- Your task
Copy nothing but the text: reproduce each line of the listing exactly and leave the pictures out.

- Records for processing
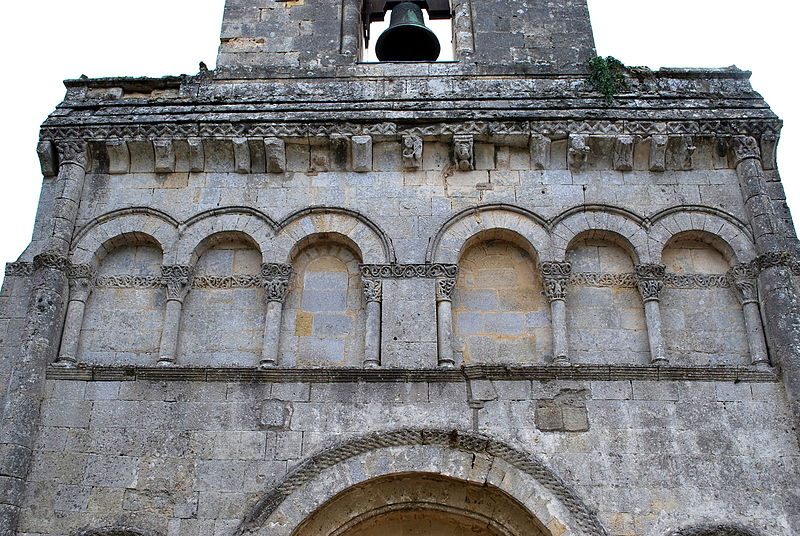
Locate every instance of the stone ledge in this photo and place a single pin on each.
(472, 372)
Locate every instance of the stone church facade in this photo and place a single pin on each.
(306, 295)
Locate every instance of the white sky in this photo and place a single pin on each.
(47, 41)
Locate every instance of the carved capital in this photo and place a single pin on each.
(73, 152)
(275, 278)
(176, 278)
(408, 271)
(373, 290)
(444, 288)
(412, 152)
(650, 280)
(745, 148)
(556, 277)
(51, 261)
(464, 152)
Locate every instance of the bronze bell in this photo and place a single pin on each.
(407, 38)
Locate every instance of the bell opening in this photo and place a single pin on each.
(410, 42)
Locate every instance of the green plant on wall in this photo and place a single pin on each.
(607, 75)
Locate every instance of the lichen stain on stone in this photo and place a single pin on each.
(556, 527)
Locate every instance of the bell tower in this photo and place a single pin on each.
(260, 39)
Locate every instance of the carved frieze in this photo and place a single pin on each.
(19, 269)
(373, 290)
(129, 281)
(444, 288)
(406, 271)
(52, 261)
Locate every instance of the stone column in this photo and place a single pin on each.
(556, 279)
(778, 294)
(742, 277)
(650, 280)
(444, 320)
(275, 278)
(373, 294)
(40, 334)
(176, 279)
(80, 285)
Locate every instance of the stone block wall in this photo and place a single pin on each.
(193, 457)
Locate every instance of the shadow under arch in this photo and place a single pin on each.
(373, 244)
(409, 499)
(450, 241)
(531, 474)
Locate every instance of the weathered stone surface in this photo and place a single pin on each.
(246, 241)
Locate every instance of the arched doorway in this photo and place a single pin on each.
(421, 504)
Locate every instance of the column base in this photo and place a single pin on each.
(65, 361)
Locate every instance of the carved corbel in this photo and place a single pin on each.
(119, 157)
(658, 153)
(540, 151)
(623, 153)
(197, 155)
(412, 152)
(361, 149)
(373, 290)
(73, 152)
(444, 289)
(48, 158)
(578, 152)
(164, 156)
(464, 152)
(745, 148)
(241, 155)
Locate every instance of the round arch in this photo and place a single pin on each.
(452, 454)
(114, 228)
(725, 228)
(625, 227)
(448, 244)
(443, 505)
(372, 243)
(250, 223)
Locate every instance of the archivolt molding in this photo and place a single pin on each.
(446, 247)
(250, 222)
(90, 240)
(722, 226)
(283, 508)
(625, 225)
(374, 245)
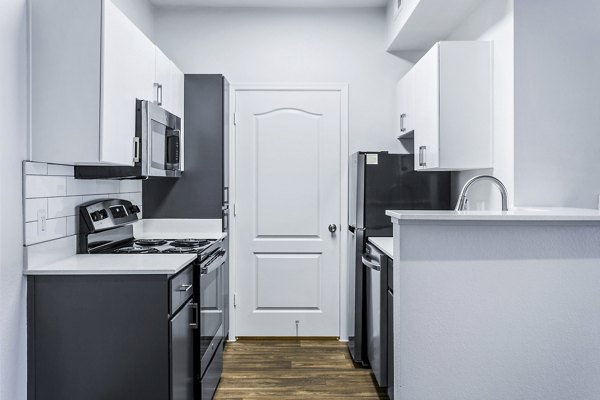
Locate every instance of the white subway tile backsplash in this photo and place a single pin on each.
(131, 185)
(33, 168)
(32, 206)
(45, 186)
(62, 170)
(63, 206)
(80, 186)
(50, 190)
(55, 228)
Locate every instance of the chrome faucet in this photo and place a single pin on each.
(461, 204)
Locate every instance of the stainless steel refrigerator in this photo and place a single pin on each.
(380, 182)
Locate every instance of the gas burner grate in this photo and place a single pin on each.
(189, 243)
(180, 250)
(150, 242)
(136, 250)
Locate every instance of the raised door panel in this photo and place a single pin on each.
(287, 155)
(127, 75)
(427, 110)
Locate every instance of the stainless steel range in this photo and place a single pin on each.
(105, 227)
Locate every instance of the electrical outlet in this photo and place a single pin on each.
(41, 222)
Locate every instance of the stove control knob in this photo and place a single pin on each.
(99, 215)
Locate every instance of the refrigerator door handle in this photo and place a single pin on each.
(371, 264)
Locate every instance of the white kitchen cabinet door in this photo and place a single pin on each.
(405, 116)
(427, 110)
(127, 75)
(177, 80)
(452, 97)
(163, 77)
(169, 94)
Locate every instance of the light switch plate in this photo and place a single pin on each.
(372, 159)
(41, 221)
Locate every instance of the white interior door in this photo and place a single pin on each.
(288, 182)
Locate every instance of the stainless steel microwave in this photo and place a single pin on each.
(158, 147)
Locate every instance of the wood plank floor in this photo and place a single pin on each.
(293, 369)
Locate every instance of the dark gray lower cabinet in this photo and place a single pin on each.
(182, 352)
(99, 337)
(390, 327)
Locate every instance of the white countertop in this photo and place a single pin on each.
(178, 229)
(115, 264)
(548, 214)
(385, 244)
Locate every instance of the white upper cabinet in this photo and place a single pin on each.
(89, 64)
(168, 84)
(127, 75)
(405, 112)
(450, 111)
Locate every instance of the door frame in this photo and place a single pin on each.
(342, 88)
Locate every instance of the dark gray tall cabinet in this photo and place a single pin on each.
(202, 192)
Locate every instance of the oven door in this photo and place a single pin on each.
(211, 307)
(163, 152)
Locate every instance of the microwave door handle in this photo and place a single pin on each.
(173, 149)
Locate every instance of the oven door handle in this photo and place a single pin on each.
(195, 324)
(210, 267)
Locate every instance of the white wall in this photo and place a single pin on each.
(140, 12)
(494, 21)
(557, 103)
(13, 148)
(294, 45)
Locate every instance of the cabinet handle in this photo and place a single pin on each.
(422, 153)
(158, 88)
(194, 307)
(136, 149)
(184, 287)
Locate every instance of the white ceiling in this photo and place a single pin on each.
(270, 3)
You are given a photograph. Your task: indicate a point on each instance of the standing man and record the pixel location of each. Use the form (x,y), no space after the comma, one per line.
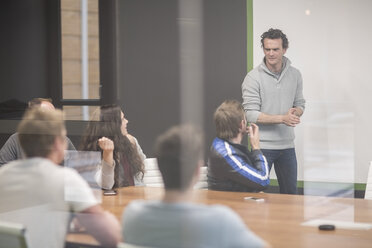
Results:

- Reply to the task
Locate every instance of the stone ledge in this photo and place a single pin on each.
(472, 372)
Locate every instance of the stone church facade in this photo and place a single pin on each.
(306, 295)
Locate every instance of the white sky in this photo and place a single pin on each.
(47, 41)
Locate every instance of the carved capital in this photo and place a single pin on each.
(73, 152)
(275, 278)
(176, 278)
(408, 271)
(373, 290)
(444, 288)
(412, 152)
(650, 280)
(745, 148)
(556, 277)
(51, 261)
(464, 152)
Locate every instance of the bronze bell in this photo and place a single pin on each.
(407, 38)
Locate every instance of the bell opening in this photo and place a single pin on each.
(410, 42)
Locate every instance of the green plant on wall in this photo and place a single pin on each.
(607, 75)
Locate every instance of the lichen stain on stone in this photo and place a single pin on each.
(556, 527)
Locate every instance of the bell tower in this photo and place a single pin on each.
(260, 39)
Locate every instance of the carved frieze in this photo and place a single pin on each.
(19, 269)
(373, 290)
(129, 281)
(444, 288)
(406, 271)
(52, 261)
Locate every instance of the stone column in this photo and place a single pin on each.
(556, 279)
(778, 294)
(742, 277)
(650, 280)
(444, 320)
(275, 278)
(373, 294)
(40, 334)
(176, 279)
(80, 285)
Locate every instance of the stone block wall in this photo and place a single pin on each.
(193, 457)
Locate every instance of the shadow under arch in this photo and place a single pin on each.
(373, 244)
(409, 499)
(450, 241)
(531, 474)
Locate every instance of the weathered stone surface in this photo and place a single pin on each.
(246, 241)
Locate every instance of the arched doorway in this photo and place a single pin on each.
(421, 504)
Locate every instance of the column base in this photo and place a single pin on each.
(65, 361)
Locate every instance of the carved corbel in this photo and place a single pin on each.
(119, 157)
(658, 153)
(540, 151)
(623, 153)
(197, 155)
(412, 152)
(361, 149)
(373, 290)
(73, 152)
(444, 289)
(48, 158)
(578, 152)
(164, 156)
(464, 152)
(745, 148)
(241, 155)
Locate every instance of the round arch in this photo and place a single pin on each.
(452, 454)
(114, 228)
(725, 228)
(625, 227)
(448, 244)
(443, 505)
(372, 243)
(250, 223)
Locate every instance of the archivolt molding in this photo and place a single pin on each.
(446, 247)
(250, 222)
(90, 240)
(722, 226)
(283, 508)
(625, 225)
(374, 245)
Locate every instance of the white subway tile backsplash in this photo and place a single pin on each.
(131, 185)
(33, 168)
(32, 206)
(45, 186)
(62, 170)
(63, 206)
(80, 186)
(50, 190)
(55, 228)
Locate every instance of the chrome faucet in this photo and place a single pin on each.
(461, 204)
Locate every instance of the stainless steel refrigerator in this photo and place a single pin on each.
(380, 182)
Locate every instance of the gas burner grate in this photo and place a single pin on each.
(189, 243)
(180, 250)
(150, 242)
(136, 250)
Locate every instance of the raised door panel in this photo and place a single pin on each.
(287, 155)
(127, 75)
(427, 110)
Locate every instance of the stainless steel range in this photo and place a single pin on each.
(105, 227)
Locate every instance of the electrical outlet in this photo and place a single pin on each.
(41, 222)
Locate every instance of the stove control knob in this photo and place a single pin on each.
(99, 215)
Locate every instance of the refrigerator door handle in this photo and place a single pin on each.
(371, 264)
Locate every instance of the white kitchen cabinet door in this photo and place a single pin on each.
(405, 116)
(427, 110)
(127, 75)
(177, 80)
(452, 97)
(163, 77)
(169, 94)
Locate every instance of the light switch plate in this photo and place a single pin on each.
(372, 159)
(41, 221)
Locate every instance of the white interior door in this photo and place a single pin on each.
(288, 182)
Locate every instance of the stainless steel microwave in this photo and place a single pin on each.
(158, 147)
Locate every instance of the wood plank floor in this photo and place a single pin on each.
(293, 369)
Locate every instance of the dark gray lower cabinet in this photo and place a single pin on each.
(182, 352)
(99, 337)
(390, 327)
Locate every instance of the white countertop in this photo and place a single pin on each.
(178, 229)
(115, 264)
(548, 214)
(385, 244)
Locate every instance of the white upper cabinet in this photo and place a single pin on each.
(89, 64)
(168, 84)
(127, 75)
(405, 112)
(450, 111)
Locate every instance of the door frame in this photo and place a single pin on each.
(342, 88)
Locate every instance of the dark gray tall cabinet in this photo and place a single pin on each.
(202, 192)
Locate every instance of the oven door in this photo and place a single pin on each.
(211, 307)
(163, 152)
Locate every instance of the microwave door handle in this photo and place a single pin on each.
(173, 149)
Locate every instance of the oven door handle in this photo and place a single pin on each.
(195, 324)
(210, 267)
Locate every instance of the white wall in this photo and place a single pin on each.
(140, 12)
(494, 21)
(557, 103)
(13, 148)
(294, 45)
Locate every instance of the cabinet handle in this photo and place a single pin on each.
(422, 153)
(158, 88)
(194, 307)
(136, 149)
(184, 287)
Locate every instance of the white ceiling in this photo and place a single pin on each.
(270, 3)
You are given a photograph. Your task: indicate a point on each instance of the standing man and record the pixel location of each. Use the form (x,y), no space after the comma, one per line.
Results:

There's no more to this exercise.